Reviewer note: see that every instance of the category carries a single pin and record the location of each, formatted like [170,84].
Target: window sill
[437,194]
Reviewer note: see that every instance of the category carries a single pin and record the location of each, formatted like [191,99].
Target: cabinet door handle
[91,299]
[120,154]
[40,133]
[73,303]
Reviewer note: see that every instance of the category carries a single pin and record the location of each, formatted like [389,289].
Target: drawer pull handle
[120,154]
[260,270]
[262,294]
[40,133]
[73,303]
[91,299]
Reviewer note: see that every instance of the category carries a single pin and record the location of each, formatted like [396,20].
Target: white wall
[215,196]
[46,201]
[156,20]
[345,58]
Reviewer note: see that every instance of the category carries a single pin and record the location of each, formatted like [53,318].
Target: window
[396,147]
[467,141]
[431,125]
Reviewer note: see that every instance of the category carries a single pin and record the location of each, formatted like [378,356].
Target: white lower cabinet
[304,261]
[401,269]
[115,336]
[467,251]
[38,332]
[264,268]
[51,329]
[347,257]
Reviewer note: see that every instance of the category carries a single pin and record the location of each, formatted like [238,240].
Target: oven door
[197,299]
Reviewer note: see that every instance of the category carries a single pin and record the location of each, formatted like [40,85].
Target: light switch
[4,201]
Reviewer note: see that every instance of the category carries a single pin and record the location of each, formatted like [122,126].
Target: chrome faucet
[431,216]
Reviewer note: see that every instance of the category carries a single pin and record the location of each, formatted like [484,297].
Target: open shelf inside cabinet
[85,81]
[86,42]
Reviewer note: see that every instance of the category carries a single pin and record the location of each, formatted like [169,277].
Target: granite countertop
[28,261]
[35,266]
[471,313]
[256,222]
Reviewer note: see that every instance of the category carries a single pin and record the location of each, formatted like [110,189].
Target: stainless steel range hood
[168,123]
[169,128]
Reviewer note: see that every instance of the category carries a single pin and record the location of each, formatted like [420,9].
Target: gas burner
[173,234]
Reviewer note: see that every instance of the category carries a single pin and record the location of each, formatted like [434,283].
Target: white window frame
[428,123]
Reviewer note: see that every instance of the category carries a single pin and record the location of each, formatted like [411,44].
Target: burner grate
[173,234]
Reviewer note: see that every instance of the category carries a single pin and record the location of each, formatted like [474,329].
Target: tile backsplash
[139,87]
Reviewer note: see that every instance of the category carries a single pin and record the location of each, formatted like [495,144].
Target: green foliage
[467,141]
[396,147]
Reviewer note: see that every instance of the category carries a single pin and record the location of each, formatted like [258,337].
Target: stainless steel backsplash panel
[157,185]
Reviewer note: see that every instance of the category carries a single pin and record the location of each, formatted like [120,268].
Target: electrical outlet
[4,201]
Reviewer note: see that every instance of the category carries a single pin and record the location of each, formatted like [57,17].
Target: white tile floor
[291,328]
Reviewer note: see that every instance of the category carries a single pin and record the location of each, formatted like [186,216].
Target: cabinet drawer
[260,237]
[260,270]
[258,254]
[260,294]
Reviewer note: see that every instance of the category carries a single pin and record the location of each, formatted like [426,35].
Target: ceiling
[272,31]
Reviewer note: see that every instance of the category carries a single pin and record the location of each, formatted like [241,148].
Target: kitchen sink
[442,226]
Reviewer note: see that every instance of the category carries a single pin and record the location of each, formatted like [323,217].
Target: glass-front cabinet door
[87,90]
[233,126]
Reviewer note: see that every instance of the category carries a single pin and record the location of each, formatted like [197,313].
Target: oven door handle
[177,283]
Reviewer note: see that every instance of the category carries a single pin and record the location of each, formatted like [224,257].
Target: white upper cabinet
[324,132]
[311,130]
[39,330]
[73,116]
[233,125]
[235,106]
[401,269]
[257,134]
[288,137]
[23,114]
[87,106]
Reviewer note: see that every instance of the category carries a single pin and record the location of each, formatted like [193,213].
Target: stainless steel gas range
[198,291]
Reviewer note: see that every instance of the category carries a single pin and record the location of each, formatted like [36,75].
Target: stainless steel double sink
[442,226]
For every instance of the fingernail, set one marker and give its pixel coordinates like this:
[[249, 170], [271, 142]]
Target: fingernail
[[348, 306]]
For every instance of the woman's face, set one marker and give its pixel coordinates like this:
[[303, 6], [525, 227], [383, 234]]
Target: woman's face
----
» **WHAT YOU WILL DO**: In the listing above, show every line with the word "pixel".

» **REPLY**:
For every instance of the fingernail, set one marker and give its pixel coordinates like this:
For every instance of the woman's face, set one marker and give its pixel coordinates like this:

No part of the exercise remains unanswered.